Fragmento del documento:

● ● ● ● ●

RADIACIONESCarlos Marín-Blázquez

Confabulación de sátrapas en el poder

Debemos preguntarnos si se trata de un poder orientado al servicio de la comunidad o de uno que se sirve sólo a sí mismo

Actualizada 16:21

Una de las paradojas del Occidente actual estriba en la doble faz con que el poder se manifiesta. Por una parte, un rostro cercano, afable, luminoso, benevolente, en consonancia con su supuesta filiación democrática y su presunta misión representativa; y, por otra parte, una vertiente coercitiva y fiscalizadora, materializada en la formulación de un cúmulo de disposiciones burocráticas que, al tiempo que restringen la libertad, le confieren a la existencia una tonalidad crecientemente absurda.
A veces, en las sociedades que se tienen por libres, este carácter híbrido se fusiona en una síntesis que encuentra su representación más acabada en ciertos eventos que lindan con el espectáculo. La intención de quienes los promueven es lograr que, en la percepción de los ciudadanos, el temor que los señores del mundo nos inspiran ceda su lugar a un sentimiento menos opresivo: la veneración. Un poder venerable se legitima, con independencia de cuál sea su contenido, a través de la admiración que suscita. De ahí el fasto y la abundancia de los medios empleados en su escenificación: interminables caravanas de vehículos oficiales; barrios enteros tomados por la policía; vastos espacios de titularidad pública reservados al disfrute de unos pocos dignatarios.
Llama la atención que en unas sociedades políticamente colonizadas por el mantra del igualitarismo, el poder se permita un tipo de exhibiciones que, en esencia, no hacen sino evidenciar el abismo que media –y mediará siempre- entre los ciudadanos de a pie y el selecto olimpo en el que moran nuestras clases dirigentes. La explicación a este fenómeno viene dada por un hecho ante todo: su extraordinaria capacidad simbólica. De algo que en principio podría resultarle contraproducente -a saber, el despliegue de una parafernalia que muchos tacharán de obscena-, el poder acierta a extraer un principio de afirmación.

● ● ● ● ●

Registros extraídos de una colección:
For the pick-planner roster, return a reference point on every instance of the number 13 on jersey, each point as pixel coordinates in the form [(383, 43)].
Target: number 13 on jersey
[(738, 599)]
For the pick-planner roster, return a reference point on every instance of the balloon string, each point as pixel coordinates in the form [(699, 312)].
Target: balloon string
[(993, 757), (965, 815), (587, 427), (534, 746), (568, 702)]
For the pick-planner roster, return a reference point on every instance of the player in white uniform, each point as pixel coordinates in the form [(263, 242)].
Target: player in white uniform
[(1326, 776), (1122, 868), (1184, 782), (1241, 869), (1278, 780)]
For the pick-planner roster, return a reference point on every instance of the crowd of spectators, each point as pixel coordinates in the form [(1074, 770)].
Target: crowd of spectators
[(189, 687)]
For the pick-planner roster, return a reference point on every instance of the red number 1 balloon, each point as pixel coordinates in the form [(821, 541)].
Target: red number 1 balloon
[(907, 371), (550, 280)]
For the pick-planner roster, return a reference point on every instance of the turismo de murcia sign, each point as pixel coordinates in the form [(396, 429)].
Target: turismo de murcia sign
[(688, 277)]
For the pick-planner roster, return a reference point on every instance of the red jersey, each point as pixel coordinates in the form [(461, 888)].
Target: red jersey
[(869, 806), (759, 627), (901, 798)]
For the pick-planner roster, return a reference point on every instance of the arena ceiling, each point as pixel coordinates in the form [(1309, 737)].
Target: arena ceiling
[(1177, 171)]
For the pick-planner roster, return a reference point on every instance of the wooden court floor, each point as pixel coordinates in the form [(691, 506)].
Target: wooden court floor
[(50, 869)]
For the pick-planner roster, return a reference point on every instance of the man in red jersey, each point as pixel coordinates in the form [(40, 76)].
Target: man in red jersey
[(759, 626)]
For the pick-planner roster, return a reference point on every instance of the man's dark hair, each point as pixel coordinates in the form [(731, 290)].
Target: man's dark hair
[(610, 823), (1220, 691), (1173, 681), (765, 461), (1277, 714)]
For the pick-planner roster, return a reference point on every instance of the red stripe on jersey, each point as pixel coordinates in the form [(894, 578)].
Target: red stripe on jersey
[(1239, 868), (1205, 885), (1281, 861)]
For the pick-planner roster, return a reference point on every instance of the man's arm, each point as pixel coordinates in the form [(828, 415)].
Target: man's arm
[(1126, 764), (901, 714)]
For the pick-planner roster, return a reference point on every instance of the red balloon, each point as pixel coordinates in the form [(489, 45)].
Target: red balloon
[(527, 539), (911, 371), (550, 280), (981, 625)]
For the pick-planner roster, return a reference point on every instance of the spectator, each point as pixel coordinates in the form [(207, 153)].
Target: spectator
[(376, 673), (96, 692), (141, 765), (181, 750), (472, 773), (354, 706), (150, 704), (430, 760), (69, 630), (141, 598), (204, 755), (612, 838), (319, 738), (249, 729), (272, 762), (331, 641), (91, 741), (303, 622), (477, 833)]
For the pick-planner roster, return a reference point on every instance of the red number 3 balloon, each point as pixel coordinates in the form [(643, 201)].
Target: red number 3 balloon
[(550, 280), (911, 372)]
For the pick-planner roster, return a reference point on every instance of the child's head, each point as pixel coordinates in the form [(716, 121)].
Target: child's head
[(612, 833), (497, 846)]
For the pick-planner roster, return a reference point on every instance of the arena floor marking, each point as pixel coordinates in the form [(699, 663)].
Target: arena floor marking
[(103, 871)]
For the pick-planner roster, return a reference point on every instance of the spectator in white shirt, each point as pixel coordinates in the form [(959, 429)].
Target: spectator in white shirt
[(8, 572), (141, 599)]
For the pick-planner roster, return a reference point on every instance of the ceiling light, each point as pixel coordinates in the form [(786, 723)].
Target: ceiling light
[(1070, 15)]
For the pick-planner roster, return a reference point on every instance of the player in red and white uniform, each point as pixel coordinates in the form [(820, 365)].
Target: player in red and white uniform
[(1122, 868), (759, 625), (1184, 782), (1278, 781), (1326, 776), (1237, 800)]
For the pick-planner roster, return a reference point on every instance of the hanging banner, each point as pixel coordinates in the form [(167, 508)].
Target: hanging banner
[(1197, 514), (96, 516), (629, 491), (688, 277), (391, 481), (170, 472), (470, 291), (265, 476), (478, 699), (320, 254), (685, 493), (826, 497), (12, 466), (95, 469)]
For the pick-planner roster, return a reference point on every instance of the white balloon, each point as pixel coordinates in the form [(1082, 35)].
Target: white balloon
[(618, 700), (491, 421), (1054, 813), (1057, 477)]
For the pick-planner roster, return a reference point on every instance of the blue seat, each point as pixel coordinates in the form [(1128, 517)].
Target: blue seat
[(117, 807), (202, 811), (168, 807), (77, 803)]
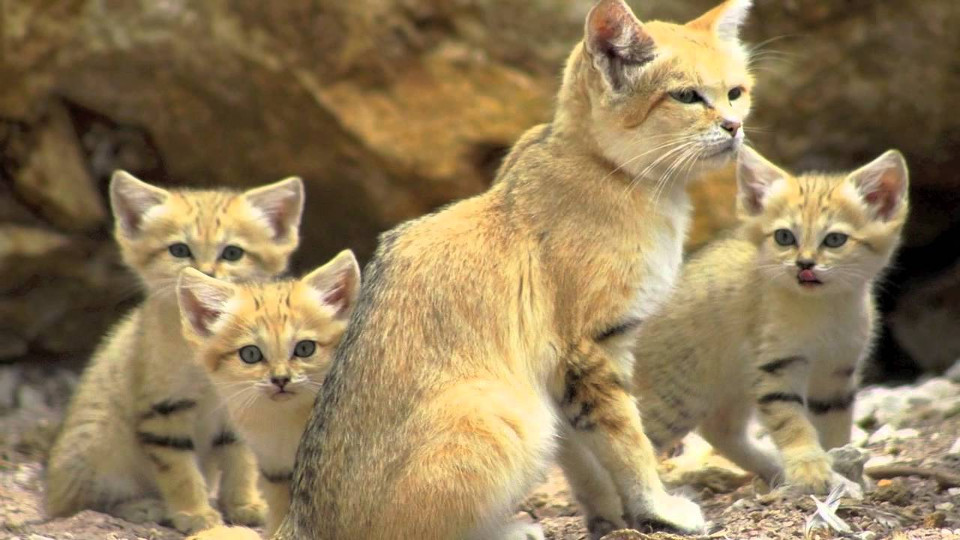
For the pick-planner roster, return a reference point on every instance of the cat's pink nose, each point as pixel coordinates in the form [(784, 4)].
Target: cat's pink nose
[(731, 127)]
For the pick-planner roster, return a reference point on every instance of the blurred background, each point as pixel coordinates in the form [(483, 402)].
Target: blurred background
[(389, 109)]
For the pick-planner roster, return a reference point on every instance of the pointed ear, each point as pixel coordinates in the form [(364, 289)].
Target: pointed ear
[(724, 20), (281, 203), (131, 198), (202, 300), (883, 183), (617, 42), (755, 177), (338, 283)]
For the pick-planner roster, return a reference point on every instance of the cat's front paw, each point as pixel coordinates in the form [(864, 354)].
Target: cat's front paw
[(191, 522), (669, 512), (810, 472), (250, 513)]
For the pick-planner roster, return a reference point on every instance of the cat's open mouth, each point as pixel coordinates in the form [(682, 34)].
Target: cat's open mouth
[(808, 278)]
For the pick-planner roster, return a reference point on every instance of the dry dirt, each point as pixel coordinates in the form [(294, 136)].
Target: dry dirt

● ● ● ● ●

Tareas requeridas:
a) ¿Puedes reproducir íntegro el fragmento del documento, sin alterar nada?
b) ¿Puedes cambiar "balloon string" por "balloon cord" en los registros, desde su comienzo hasta la línea que contiene "[(993, 757), (965, 815), (587, 427), (534, 746), (568, 702)]", ambas incluidas, y devolver solo esas líneas con todo lo demás intacto?

Soluciones:
a)
RADIACIONESCarlos Marín-Blázquez

Confabulación de sátrapas en el poder

Debemos preguntarnos si se trata de un poder orientado al servicio de la comunidad o de uno que se sirve sólo a sí mismo

Actualizada 16:21

Una de las paradojas del Occidente actual estriba en la doble faz con que el poder se manifiesta. Por una parte, un rostro cercano, afable, luminoso, benevolente, en consonancia con su supuesta filiación democrática y su presunta misión representativa; y, por otra parte, una vertiente coercitiva y fiscalizadora, materializada en la formulación de un cúmulo de disposiciones burocráticas que, al tiempo que restringen la libertad, le confieren a la existencia una tonalidad crecientemente absurda.
A veces, en las sociedades que se tienen por libres, este carácter híbrido se fusiona en una síntesis que encuentra su representación más acabada en ciertos eventos que lindan con el espectáculo. La intención de quienes los promueven es lograr que, en la percepción de los ciudadanos, el temor que los señores del mundo nos inspiran ceda su lugar a un sentimiento menos opresivo: la veneración. Un poder venerable se legitima, con independencia de cuál sea su contenido, a través de la admiración que suscita. De ahí el fasto y la abundancia de los medios empleados en su escenificación: interminables caravanas de vehículos oficiales; barrios enteros tomados por la policía; vastos espacios de titularidad pública reservados al disfrute de unos pocos dignatarios.
Llama la atención que en unas sociedades políticamente colonizadas por el mantra del igualitarismo, el poder se permita un tipo de exhibiciones que, en esencia, no hacen sino evidenciar el abismo que media –y mediará siempre- entre los ciudadanos de a pie y el selecto olimpo en el que moran nuestras clases dirigentes. La explicación a este fenómeno viene dada por un hecho ante todo: su extraordinaria capacidad simbólica. De algo que en principio podría resultarle contraproducente -a saber, el despliegue de una parafernalia que muchos tacharán de obscena-, el poder acierta a extraer un principio de afirmación.

b)
For the pick-planner roster, return a reference point on every instance of the number 13 on jersey, each point as pixel coordinates in the form [(383, 43)].
Target: number 13 on jersey
[(738, 599)]
For the pick-planner roster, return a reference point on every instance of the balloon cord, each point as pixel coordinates in the form [(699, 312)].
Target: balloon cord
[(993, 757), (965, 815), (587, 427), (534, 746), (568, 702)]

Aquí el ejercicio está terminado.